►

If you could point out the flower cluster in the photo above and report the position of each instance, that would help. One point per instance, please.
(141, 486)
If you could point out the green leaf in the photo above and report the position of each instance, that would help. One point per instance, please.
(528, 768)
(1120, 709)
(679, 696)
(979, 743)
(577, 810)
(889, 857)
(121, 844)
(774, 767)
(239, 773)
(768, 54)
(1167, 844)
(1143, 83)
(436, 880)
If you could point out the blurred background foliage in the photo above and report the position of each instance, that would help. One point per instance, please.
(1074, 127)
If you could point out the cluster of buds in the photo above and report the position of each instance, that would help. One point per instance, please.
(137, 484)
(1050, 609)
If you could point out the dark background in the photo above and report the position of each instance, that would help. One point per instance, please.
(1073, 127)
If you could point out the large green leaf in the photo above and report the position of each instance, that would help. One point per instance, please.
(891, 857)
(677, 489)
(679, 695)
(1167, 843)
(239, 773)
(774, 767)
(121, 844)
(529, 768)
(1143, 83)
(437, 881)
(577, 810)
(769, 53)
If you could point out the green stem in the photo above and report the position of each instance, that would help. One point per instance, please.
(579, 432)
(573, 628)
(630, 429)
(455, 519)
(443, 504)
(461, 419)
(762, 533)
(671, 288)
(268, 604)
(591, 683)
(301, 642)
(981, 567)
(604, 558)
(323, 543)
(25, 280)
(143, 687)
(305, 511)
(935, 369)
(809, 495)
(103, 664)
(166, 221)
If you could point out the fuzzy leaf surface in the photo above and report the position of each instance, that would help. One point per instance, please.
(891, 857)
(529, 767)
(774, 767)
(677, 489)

◄

Retype the lines of the material from the one containing "If you could point out the fuzzy" through the last line, exactly, and give no other lines.

If you could point out the fuzzy leaf surface in the photo above and report the position of each instance, that would help. One point per instance, please.
(891, 857)
(529, 767)
(774, 767)
(677, 489)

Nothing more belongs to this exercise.